Objective: Pick up the calculus thread on the double integral after its last line and continue it.

Passage:
■ ■ ■ ■

Question

Now Back to CALCULUS 3 !

Answer 1

\[2/\pi \int\limits_{0}^{1} \int\limits_{0}^{\pi/2} \sin(u)(v+cosu)^1/2 du dv\]

Answer 2

@ayeshaafzal221

Answer 3

Team work New title Rookie. lol what's that. yay!!!.

Answer 4

Is that supposed to be \(\sqrt{v+\cos(u)}\)?

Answer 5

@ yes

Answer 6

is a problem under average value

Answer 7

@SolomonZelman hint?

Answer 8

since the region is rectangular region we can change the order of integration dvdu i think it will be much easier to integrate.

Answer 9

when integrating with respect to v, u is constant, and vice versa

Answer 10

How did we get "u" and "v"? Have we already transformed things a bit?

Try \(w = v+\cos(u)\)

Answer 11

Latex Suggestion:
When you write the power \(^{1/2}\), type `^{1/2}`

Answer 12

\[du=dw/-\sin(u)\] @tkhunny

Answer 13

Also, space is `~`

\(\color{#000000 }{\displaystyle 2/\pi \int\limits_{0}^{1} \int\limits_{0}^{\pi/2} \sin(u)(v+\cos u)^{1/2}~du~dv}\)

Answer 14

Oh nice.

Answer 15

kk

Answer 16

ok, now do the sub tkhunny gave you

Answer 17

And you should get (when integrating with respect to \(u\));

\(\color{#000000 }{\displaystyle w=v+\cos(u)}\)

■ ■ ■ ■

Data provided:
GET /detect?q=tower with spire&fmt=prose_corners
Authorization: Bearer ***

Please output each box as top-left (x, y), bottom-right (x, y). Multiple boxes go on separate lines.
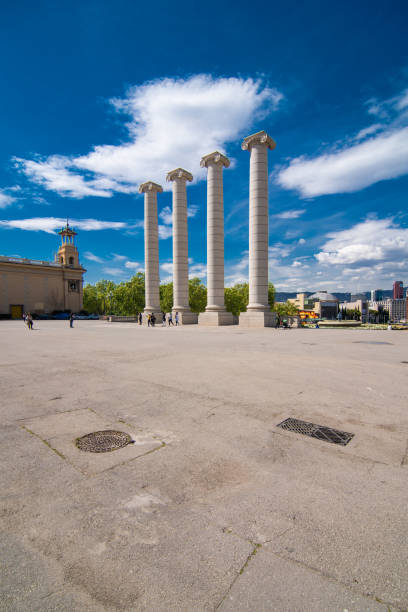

■ ■ ■ ■

Written answer:
\(\color{#000000 }{\displaystyle -dw=\sin(u)~du}\)

Answer 18

@tkhunny nice one. i figured out the first integral

Answer 19

@SolomonZelman yes I did w=v+cos (u)

Answer 20

\[2/3\int\limits_{?}^{?} (v+cosu)^3/2\]

Answer 21

Rule of Thumb: ALWAYS try what's under the radical - especially in a textbook problem.

Answer 22

how can I tackle dv

Answer 23

Didn't learn that LaTex format, I see.

Answer 24

And I have pluged in my values for u \[2/3(v+\cos \pi/2)^3/2-2/3(v+1)^2/3\]

Answer 25

\(\color{#000000 }{\displaystyle 2/\pi \int\limits_{0}^{1}\frac{-2}{3}\left[ v^{3/2}-(v+1)^{3/2}\right]~dv}\)

\(\color{#000000 }{\displaystyle \frac{4}{3\pi} \int\limits_{0}^{1}\left[ (v+1)^{3/2}-v^{3/2}\right]~dv}\)

Answer 26

this is what I got for du,

and then you can integrate term by term...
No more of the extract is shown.